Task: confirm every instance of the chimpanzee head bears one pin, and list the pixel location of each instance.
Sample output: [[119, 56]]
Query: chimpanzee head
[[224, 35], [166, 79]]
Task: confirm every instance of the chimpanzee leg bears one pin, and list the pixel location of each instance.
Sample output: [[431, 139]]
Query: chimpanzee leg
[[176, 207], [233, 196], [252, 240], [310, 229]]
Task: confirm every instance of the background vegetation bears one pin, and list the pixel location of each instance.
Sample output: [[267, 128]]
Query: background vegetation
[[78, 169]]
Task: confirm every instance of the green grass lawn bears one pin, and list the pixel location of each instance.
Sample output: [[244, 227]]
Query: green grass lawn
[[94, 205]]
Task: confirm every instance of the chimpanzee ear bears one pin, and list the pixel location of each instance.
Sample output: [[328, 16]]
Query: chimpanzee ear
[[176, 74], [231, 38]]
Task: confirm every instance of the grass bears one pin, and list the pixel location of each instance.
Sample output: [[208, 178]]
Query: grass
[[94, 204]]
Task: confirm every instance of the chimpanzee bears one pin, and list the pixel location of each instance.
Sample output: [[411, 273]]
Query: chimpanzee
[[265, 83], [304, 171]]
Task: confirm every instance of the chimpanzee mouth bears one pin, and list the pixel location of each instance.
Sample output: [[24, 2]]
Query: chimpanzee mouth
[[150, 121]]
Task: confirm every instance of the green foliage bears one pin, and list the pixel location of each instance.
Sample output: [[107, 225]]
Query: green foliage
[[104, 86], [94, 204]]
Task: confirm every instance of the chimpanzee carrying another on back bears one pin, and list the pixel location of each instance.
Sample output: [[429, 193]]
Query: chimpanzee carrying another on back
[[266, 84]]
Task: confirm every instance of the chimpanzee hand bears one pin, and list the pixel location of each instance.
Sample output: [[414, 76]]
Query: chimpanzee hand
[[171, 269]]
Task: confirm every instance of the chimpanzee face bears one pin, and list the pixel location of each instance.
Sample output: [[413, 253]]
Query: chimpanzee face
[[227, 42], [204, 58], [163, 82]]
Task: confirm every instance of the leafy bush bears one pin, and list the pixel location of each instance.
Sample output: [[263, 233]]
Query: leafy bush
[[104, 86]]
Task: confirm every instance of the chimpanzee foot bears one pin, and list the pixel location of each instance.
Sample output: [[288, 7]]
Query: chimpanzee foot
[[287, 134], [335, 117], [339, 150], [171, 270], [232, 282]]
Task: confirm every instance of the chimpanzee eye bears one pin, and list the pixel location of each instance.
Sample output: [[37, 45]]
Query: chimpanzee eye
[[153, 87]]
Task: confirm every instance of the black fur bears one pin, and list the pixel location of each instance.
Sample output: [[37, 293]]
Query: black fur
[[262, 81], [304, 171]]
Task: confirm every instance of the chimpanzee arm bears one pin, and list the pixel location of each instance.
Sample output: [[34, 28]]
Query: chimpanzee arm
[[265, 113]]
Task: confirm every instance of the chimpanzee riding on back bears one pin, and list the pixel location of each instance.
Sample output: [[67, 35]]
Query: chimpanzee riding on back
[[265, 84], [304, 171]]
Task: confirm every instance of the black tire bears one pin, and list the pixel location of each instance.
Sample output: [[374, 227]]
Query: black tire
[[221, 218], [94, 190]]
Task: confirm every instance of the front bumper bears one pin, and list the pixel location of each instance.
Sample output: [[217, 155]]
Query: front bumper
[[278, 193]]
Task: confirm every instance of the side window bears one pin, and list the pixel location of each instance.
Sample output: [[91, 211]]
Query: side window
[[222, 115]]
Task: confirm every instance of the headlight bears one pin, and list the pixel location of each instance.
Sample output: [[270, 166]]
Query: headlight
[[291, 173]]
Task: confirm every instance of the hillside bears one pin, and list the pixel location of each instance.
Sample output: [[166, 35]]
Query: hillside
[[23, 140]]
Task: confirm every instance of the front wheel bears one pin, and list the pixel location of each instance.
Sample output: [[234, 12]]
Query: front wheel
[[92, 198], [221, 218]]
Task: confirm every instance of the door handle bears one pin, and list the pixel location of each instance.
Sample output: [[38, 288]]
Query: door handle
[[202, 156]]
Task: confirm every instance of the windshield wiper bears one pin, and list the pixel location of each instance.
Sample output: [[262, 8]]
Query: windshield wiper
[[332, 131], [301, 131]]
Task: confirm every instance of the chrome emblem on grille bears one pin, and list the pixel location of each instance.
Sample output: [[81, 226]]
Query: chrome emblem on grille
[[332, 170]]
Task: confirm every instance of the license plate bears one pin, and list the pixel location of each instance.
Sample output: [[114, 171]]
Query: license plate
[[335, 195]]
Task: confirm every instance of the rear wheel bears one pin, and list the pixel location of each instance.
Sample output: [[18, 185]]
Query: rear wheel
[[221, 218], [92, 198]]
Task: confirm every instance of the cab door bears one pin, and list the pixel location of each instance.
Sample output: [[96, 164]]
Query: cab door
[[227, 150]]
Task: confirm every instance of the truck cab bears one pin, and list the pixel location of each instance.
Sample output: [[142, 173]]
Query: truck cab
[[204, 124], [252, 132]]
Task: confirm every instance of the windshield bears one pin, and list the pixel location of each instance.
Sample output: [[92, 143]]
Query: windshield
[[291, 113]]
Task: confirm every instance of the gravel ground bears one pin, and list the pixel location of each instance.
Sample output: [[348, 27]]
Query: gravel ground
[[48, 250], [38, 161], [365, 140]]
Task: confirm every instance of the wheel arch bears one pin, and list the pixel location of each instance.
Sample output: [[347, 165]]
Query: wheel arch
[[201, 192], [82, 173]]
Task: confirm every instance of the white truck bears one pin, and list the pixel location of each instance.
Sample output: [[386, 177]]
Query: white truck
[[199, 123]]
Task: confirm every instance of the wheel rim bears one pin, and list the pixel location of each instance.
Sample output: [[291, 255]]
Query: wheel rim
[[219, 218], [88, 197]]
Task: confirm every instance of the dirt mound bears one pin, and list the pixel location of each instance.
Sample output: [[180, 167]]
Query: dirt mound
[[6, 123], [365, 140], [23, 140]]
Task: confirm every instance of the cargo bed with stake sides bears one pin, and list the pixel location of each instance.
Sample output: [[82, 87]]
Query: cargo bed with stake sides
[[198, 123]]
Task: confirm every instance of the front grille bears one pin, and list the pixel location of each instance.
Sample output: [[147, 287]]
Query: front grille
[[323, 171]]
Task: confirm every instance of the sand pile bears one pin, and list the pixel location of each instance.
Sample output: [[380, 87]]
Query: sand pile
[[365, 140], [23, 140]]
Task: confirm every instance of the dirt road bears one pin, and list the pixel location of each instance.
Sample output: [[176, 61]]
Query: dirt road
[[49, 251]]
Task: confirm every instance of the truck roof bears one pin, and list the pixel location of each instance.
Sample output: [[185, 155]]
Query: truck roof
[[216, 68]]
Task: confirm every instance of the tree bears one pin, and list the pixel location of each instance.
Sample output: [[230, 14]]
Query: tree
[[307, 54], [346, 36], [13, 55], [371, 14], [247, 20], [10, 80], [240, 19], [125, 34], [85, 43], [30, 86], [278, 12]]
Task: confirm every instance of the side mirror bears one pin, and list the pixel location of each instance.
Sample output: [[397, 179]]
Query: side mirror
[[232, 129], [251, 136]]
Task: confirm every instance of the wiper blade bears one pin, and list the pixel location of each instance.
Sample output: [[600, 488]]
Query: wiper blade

### Task prompt
Shift every answer coordinate by adding 64 to each number, leaving the sample outputs unchanged. Then write out again everything from the start of the listing up to and including the line with "[[224, 35], [166, 79]]", requests included.

### Task solution
Task: confirm every instance of the chimpanzee head bears one pin, and list the pixel location of each instance.
Sample output: [[119, 56]]
Query: chimpanzee head
[[288, 99], [230, 143]]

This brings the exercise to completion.